**Given text**
Even when I was ashamed of my Chinese heritage, Lunar New Year was always a joyous, raucous occasion in my household — growing up, it was one of the few moments every year that I felt not just comfortable in my Chinese skin but happy to be celebrating such a vibrant and rich culture. This past year, though, even as I was eating our new year’s meal with my grandparents for the first time in a long time, I could not get my mind off of something else.

In the weeks leading up to and following Lunar New Year, the largest and most important celebration for many East Asian and Southeast Asian communities, a wave of hate crimes against East and Southeast Asian elders rose in major cities across the U.S.

Vicha Ratanapakdee, an 84-year-old Thai elder, was out on his morning walk in San Francisco on Jan. 28 when he was suddenly attacked by a 19-year-old. He died from his wounds after days in the hospital.

On Feb. 3, 61-year-old Noel Quintana was on his way to work when he noticed that another man on the subway was kicking his bag. When Quintana confronted the man, the latter took out a box cutter and slashed the Filipino through the face — none of the other passengers came to Quintana’s aid.

These are only two stories out of many more. When I imagine my grandparents in their position, my stomach twists and turns, my throat chokes up with grief. As immigrant communities, our elders are incredibly precious to us, even if we do not all always realize it.

For parents who carefully contort themselves to fit the mold that whiteness and Americanness force on them and for children who desperately struggle to find their place in two different cultures, our grandparents are the ones who soothe our frustrations with their cultural knowledge and love.

For many immigrant families — and certainly for my own — our grandparents are the ones who maintain our native languages, prepare traditional foods and share stories of another world we never quite knew.

To see them victimized by hatred, racism and xenophobia in a country they likely would not even be in — if not for us — is especially heartbreaking. On top of that, I am devastated by the reluctance of my peers, leaders and popular media as a whole to recognize these attacks as hate crimes or to even acknowledge that these attacks happened.

The legal federal definition of “hate crime” includes crimes committed on the basis of “race, color, religion, national origin, sexual orientation, gender, gender identity or disability.”

When all of these victims have been Asian Americans, and likely were attacked because they were Asian American, why are people so reluctant to call these attacks hate crimes? Why does it feel like Asian Americans must constantly barter for recognition as people in America — not just as part of a diversity quota, or your model minority myth, or your weird Asian fetish but as a human being who deserves to be treated with dignity and respect?

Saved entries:
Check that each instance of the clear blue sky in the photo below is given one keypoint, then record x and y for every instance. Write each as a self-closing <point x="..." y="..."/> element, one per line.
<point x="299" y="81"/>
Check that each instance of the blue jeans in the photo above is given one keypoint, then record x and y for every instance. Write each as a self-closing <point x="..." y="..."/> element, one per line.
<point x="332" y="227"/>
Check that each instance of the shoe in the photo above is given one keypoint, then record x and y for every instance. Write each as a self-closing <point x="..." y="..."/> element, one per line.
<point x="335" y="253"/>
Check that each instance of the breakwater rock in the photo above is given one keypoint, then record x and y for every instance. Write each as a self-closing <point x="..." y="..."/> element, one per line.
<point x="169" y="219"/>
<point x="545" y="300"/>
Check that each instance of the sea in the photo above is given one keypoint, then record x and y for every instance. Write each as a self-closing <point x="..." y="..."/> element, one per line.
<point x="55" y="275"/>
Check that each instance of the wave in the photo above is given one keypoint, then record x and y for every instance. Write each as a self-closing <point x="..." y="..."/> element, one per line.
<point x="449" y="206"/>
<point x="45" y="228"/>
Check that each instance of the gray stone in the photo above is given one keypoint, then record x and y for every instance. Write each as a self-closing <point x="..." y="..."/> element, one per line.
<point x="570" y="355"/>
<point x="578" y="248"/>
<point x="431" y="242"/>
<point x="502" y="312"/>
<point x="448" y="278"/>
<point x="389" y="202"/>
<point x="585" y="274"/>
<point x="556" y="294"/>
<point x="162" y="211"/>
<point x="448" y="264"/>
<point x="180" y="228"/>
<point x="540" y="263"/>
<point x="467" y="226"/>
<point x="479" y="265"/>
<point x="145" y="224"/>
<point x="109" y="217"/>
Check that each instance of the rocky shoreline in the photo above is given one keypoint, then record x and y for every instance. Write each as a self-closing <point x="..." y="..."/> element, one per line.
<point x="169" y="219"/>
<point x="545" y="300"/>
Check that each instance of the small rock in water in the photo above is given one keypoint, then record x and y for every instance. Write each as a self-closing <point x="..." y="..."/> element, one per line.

**Actions to take**
**1.** List every basis named in the federal definition of "hate crime" quoted in the essay on attacks against Asian American elders.
**2.** Return, word for word, the stretch of the essay on attacks against Asian American elders from "For many immigrant" through "these attacks happened.".

**List of answers**
**1.**
- race
- color
- religion
- national origin
- sexual orientation
- gender
- gender identity
- disability

**2.**
For many immigrant families — and certainly for my own — our grandparents are the ones who maintain our native languages, prepare traditional foods and share stories of another world we never quite knew.

To see them victimized by hatred, racism and xenophobia in a country they likely would not even be in — if not for us — is especially heartbreaking. On top of that, I am devastated by the reluctance of my peers, leaders and popular media as a whole to recognize these attacks as hate crimes or to even acknowledge that these attacks happened.